## Required work:
Scan the data below and state how many of its lines contain the word "target", giving only the figure.

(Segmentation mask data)

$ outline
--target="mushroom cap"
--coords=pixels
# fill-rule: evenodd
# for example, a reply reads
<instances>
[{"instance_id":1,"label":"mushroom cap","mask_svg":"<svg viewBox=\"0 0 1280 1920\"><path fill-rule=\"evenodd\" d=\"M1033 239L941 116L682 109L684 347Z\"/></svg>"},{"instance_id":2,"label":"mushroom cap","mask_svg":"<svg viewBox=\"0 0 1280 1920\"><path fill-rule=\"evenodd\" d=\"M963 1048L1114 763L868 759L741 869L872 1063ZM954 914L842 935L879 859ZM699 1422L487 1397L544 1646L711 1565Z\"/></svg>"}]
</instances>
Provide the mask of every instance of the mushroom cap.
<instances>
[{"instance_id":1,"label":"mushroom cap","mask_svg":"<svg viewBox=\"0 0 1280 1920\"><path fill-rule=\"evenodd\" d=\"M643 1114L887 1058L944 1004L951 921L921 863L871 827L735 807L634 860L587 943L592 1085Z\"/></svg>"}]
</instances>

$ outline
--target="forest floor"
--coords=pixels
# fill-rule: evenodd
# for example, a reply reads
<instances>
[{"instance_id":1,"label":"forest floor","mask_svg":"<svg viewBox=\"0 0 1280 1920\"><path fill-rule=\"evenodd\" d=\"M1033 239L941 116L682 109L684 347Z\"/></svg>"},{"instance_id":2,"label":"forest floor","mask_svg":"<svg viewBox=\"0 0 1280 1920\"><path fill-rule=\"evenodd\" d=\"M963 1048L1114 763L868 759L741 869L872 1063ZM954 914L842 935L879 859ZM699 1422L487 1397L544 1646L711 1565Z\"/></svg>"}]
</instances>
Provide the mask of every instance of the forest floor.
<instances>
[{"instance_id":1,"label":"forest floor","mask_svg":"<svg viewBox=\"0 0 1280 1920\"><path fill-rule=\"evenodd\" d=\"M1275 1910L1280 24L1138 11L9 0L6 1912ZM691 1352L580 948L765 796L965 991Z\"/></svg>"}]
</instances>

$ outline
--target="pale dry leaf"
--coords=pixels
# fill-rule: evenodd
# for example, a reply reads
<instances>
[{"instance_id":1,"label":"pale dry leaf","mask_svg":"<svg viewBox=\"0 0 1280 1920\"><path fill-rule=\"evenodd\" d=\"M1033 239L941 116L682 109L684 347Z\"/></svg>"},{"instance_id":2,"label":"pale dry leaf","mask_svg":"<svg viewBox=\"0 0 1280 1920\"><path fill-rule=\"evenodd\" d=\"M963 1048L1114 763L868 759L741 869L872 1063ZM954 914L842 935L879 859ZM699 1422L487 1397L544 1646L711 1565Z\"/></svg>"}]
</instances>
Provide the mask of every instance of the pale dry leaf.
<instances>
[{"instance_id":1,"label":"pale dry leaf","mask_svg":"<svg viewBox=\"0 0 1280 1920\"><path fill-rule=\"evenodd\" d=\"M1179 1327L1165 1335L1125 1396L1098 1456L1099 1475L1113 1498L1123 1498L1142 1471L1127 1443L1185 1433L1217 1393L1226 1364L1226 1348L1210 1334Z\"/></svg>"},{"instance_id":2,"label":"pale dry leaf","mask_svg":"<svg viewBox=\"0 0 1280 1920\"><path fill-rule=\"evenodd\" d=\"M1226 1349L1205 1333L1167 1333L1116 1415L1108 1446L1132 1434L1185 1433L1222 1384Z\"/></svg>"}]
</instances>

## Answer area:
3